▸ EXERCISE DESCRIPTION: Each line from the one containing "Target: crowd of people" to the end of the entries is to be repeated exactly, and no other line.

▸ SOURCE MATERIAL:
%%

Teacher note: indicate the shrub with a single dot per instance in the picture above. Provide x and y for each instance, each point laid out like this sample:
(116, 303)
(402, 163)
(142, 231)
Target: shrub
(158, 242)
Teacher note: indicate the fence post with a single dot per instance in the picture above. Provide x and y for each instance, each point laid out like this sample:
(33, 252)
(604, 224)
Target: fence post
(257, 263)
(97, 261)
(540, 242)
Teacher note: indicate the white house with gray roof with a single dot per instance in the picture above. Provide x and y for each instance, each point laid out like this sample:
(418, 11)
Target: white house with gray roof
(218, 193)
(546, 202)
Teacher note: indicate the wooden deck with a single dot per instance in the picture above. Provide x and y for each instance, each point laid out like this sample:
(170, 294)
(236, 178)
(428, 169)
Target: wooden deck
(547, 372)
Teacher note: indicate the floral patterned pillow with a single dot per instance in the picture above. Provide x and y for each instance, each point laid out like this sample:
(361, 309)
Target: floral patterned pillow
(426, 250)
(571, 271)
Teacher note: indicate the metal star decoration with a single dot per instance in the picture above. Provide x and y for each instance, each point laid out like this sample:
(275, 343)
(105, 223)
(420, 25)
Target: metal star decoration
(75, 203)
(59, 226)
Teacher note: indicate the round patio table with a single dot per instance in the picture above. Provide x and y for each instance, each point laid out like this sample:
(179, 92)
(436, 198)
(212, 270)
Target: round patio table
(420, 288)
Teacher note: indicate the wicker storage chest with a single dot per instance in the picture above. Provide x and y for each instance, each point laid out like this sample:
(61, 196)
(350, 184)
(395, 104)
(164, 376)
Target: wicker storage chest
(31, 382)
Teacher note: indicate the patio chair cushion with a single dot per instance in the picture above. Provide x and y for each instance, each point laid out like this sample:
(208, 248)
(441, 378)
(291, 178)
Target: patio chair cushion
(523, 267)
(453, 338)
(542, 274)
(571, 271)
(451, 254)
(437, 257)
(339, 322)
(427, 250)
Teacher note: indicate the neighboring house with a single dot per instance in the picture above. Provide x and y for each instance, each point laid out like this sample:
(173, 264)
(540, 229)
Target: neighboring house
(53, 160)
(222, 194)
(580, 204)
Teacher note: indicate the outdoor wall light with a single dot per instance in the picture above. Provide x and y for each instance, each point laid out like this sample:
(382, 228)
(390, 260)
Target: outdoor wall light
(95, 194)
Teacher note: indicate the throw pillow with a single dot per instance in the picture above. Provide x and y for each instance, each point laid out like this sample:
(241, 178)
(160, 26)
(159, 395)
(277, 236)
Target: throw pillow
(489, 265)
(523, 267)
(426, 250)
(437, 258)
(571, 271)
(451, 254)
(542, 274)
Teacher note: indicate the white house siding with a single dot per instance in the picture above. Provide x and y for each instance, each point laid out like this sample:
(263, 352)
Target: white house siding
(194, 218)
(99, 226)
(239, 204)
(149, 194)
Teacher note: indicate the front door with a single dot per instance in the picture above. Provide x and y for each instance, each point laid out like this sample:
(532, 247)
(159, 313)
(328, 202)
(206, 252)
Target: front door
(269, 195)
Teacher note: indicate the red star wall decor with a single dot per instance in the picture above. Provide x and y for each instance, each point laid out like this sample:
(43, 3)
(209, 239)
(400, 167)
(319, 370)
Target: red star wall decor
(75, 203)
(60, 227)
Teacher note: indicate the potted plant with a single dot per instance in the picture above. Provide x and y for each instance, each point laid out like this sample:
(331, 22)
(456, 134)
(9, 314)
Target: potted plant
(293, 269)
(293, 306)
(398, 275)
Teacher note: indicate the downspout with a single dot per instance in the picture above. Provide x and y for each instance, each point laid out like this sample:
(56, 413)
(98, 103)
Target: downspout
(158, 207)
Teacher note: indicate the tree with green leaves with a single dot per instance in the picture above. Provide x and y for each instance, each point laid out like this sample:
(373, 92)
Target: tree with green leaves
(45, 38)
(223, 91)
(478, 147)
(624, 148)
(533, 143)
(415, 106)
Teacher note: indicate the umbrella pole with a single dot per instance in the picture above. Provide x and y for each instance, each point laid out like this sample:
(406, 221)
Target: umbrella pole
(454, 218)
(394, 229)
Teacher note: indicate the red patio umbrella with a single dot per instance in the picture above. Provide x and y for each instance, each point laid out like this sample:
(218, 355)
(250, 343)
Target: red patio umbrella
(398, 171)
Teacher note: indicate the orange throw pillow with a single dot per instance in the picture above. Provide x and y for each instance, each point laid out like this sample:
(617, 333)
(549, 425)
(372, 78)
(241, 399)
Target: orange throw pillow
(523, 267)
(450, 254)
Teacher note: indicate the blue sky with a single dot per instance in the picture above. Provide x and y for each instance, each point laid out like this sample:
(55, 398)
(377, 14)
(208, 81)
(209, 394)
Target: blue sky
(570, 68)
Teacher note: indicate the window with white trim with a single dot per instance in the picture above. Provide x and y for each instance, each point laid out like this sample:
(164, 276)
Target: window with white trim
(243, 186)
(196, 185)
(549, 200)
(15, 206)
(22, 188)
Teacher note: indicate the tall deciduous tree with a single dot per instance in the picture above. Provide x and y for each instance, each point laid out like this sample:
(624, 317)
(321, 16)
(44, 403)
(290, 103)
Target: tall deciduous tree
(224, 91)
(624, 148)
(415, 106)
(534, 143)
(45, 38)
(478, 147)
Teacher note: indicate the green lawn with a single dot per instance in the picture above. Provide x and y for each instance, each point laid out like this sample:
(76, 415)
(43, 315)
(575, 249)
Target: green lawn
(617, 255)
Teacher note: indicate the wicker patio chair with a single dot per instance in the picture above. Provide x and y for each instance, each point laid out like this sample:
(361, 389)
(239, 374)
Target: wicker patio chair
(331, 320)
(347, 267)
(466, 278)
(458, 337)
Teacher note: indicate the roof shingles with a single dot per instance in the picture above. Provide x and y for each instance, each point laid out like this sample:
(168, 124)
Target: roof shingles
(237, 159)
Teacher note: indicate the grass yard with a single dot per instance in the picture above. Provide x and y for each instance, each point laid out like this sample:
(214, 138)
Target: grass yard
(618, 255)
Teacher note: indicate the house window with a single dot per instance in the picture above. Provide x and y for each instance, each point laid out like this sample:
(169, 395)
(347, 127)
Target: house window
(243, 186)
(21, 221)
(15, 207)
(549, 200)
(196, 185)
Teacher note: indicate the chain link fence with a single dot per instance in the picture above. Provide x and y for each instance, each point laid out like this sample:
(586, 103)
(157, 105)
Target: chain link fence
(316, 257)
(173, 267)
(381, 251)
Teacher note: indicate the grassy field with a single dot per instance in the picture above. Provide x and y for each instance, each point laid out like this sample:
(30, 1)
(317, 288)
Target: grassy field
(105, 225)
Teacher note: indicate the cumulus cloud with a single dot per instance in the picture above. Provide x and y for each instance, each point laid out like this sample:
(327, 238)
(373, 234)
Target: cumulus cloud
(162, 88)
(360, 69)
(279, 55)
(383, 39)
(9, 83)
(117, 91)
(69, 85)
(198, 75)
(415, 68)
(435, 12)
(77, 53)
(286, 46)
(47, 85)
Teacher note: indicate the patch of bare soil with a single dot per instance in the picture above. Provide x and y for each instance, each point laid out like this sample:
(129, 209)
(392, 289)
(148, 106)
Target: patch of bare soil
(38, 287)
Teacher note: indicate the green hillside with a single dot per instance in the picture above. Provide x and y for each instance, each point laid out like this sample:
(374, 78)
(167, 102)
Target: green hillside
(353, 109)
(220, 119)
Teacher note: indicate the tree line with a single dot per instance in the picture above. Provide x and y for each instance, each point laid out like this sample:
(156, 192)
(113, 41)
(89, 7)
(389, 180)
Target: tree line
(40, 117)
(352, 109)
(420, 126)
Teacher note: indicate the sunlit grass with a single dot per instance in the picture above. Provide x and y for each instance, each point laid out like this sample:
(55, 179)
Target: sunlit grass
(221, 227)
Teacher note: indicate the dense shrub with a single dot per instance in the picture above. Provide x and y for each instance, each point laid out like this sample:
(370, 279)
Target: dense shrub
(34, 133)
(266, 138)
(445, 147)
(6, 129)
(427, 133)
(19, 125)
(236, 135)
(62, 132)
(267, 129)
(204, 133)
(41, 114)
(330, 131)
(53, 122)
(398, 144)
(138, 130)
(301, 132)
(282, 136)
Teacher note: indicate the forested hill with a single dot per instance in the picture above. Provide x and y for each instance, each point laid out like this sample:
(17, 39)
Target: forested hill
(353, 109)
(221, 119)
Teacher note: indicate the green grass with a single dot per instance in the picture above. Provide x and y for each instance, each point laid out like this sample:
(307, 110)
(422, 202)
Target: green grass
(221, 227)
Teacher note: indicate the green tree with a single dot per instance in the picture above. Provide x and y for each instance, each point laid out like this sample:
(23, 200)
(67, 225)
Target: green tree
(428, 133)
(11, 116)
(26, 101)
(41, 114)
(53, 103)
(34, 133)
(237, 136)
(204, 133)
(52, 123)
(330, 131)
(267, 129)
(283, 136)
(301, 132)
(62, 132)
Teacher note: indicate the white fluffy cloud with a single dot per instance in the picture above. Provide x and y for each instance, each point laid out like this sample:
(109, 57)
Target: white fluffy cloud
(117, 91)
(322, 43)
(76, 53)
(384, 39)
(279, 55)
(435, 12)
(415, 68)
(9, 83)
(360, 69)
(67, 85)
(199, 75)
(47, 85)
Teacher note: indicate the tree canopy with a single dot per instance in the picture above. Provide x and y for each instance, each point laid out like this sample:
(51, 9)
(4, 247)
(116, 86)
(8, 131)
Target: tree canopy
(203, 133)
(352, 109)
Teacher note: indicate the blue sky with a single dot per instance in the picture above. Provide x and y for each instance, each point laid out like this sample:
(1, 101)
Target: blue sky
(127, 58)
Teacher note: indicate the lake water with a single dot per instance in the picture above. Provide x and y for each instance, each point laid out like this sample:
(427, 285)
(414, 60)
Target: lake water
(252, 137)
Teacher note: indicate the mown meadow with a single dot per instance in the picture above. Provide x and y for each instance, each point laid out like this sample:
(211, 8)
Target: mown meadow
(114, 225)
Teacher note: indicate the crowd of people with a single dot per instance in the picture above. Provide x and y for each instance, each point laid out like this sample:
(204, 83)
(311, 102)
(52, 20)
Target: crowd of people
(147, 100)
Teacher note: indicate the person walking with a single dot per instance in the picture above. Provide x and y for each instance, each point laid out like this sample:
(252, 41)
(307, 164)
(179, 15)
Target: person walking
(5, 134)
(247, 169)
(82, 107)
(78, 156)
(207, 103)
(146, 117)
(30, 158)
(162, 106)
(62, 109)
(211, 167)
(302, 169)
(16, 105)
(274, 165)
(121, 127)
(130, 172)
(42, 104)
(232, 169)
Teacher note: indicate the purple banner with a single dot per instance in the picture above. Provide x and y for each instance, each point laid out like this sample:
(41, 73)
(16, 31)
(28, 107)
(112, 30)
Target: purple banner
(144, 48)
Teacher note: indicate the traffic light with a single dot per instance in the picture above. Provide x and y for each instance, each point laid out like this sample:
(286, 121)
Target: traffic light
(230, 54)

%%

▸ SOLUTION FOR THIS EXERCISE:
Target: crowd of people
(147, 100)
Teacher note: indicate the person walking with a single dot per instance in the picture above. Provide x and y for each instance, each point laid out like this sample:
(252, 41)
(307, 164)
(179, 15)
Target: person walking
(5, 134)
(247, 169)
(82, 107)
(78, 156)
(207, 103)
(146, 117)
(30, 158)
(162, 106)
(62, 109)
(211, 167)
(302, 169)
(16, 105)
(274, 165)
(121, 127)
(130, 172)
(42, 104)
(232, 169)
Teacher note: indicate the purple banner with a single dot per instance in the picture above. Provide x and y for each instance, each point laid out like this sample:
(41, 73)
(16, 31)
(28, 107)
(112, 30)
Target: purple banner
(144, 48)
Teacher note: indicate the traffic light with a single dot per instance in the picture above. Provide x and y for each instance, each point laid out like this sample:
(286, 121)
Target: traffic light
(230, 54)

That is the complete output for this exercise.